> _PROVIDED TEXT_
• • • • •
Skip site navigation (1) Skip section navigation (2)

Re: VACUUM FREEZE output more than double input

From: "Kevin Grittner" <Kevin(dot)Grittner(at)wicourts(dot)gov>
To: "Tom Lane" <tgl(at)sss(dot)pgh(dot)pa(dot)us>
Cc: <pgsql-performance(at)postgresql(dot)org>
Subject: Re: VACUUM FREEZE output more than double input
Date: 2007-12-17 15:45:43
Message-ID: (view raw, whole thread or download thread mbox)
Lists: pgsql-performance
>>> On Fri, Dec 14, 2007 at  5:59 PM, in message <15401(dot)1197676791(at)sss(dot)pgh(dot)pa(dot)us>,
Tom Lane <tgl(at)sss(dot)pgh(dot)pa(dot)us> wrote: 
> "Kevin Grittner" <Kevin(dot)Grittner(at)wicourts(dot)gov> writes:
>> Why double writes per read, plus massive writes at checkpoint?
> The double writes aren't surprising: freezing has to be WAL-logged,
> and the odds are that each page hasn't been touched since the last
> checkpoint, so the WAL log will include a complete page image.
> So in the steady state where all shared buffers are dirty, the
> per-page cycle is:
> 	* write out a dirty buffer so it can be reclaimed
> 	* read in a page
> 	* modify it to mark tuples frozen
> 	* write an image of the page to WAL
> 	* leave the now-dirty page in shared buffers for later writing
> The checkpoint spikes would come from trying to flush out all the
> dirty buffers at once.
Got it.  Thanks.
> You'd expect a bit of a valley after each peak, since the vacuum
> could presumably recycle some buffers without having to flush 'em
> first; but I don't see one in your data.  That may just be because
> the numbers are too noisy, but I kinda suspect that the vacuum is
> dirtying buffers nearly as fast as the bgwriter can clean them,
> leaving not a lot of daylight for a valley.
Yeah, the pattern was pretty consistent and without valleys.
> 8.3 should pretty well eliminate the checkpoint spike in this scenario,
> because vacuum will work in a limited number of shared buffers instead
> of dirtying the whole cache.  But you'll still see 2X writes over reads.
• • • • •
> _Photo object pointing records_

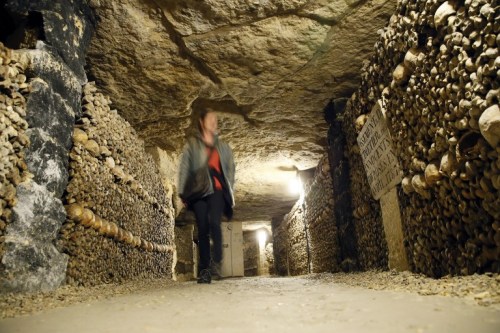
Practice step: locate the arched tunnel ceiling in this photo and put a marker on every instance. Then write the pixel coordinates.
(269, 68)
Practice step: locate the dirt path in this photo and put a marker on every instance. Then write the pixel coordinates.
(300, 304)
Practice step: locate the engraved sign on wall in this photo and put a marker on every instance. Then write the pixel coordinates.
(375, 143)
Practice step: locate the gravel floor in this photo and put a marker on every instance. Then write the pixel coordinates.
(480, 289)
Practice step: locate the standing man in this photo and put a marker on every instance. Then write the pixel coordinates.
(209, 156)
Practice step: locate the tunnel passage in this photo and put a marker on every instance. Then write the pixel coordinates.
(89, 169)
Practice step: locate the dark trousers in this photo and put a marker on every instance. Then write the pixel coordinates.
(208, 213)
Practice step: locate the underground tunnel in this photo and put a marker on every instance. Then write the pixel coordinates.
(365, 135)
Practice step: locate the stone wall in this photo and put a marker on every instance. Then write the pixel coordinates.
(306, 240)
(435, 69)
(320, 220)
(13, 141)
(58, 35)
(120, 220)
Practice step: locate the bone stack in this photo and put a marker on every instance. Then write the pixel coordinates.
(435, 66)
(320, 220)
(368, 228)
(13, 140)
(120, 221)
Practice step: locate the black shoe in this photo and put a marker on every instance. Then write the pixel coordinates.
(205, 276)
(215, 270)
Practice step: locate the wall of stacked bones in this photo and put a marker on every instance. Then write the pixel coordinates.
(435, 67)
(306, 239)
(13, 139)
(120, 221)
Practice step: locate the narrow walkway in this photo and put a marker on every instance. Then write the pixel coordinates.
(264, 305)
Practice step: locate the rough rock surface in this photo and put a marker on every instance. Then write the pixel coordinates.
(269, 67)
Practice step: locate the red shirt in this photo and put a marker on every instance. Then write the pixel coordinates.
(214, 163)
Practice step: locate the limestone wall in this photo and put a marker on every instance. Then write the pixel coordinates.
(51, 49)
(435, 69)
(320, 220)
(120, 220)
(306, 239)
(13, 139)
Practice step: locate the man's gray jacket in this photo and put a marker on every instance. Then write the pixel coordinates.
(194, 156)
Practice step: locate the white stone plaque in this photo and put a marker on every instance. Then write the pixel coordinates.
(375, 144)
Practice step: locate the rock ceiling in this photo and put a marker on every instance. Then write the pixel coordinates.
(269, 67)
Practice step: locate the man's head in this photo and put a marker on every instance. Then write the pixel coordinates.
(207, 121)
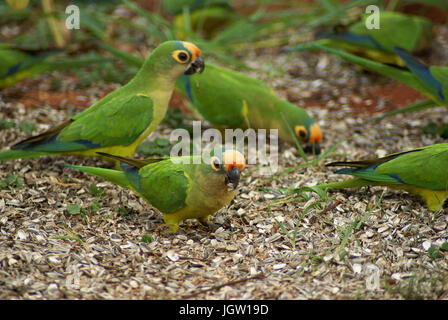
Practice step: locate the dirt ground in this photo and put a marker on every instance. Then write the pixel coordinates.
(359, 244)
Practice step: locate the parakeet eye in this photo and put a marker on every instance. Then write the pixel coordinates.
(301, 132)
(215, 163)
(181, 56)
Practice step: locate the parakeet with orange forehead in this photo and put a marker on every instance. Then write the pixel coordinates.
(121, 120)
(231, 99)
(179, 187)
(227, 98)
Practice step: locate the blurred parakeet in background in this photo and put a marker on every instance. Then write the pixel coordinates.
(17, 63)
(121, 120)
(227, 98)
(434, 79)
(431, 81)
(180, 187)
(421, 171)
(206, 16)
(396, 29)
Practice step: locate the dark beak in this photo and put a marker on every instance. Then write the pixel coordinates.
(312, 148)
(196, 67)
(233, 177)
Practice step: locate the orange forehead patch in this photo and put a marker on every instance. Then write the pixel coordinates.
(195, 51)
(233, 159)
(316, 133)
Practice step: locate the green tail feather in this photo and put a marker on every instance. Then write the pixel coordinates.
(351, 183)
(114, 176)
(19, 154)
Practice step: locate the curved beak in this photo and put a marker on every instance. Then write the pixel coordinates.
(197, 66)
(233, 177)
• • • • •
> _STATED GOAL_
In the forum thread, which version is expected to largely eliminate the checkpoint spike?

> _OUTPUT FOR THIS TASK_
Version 8.3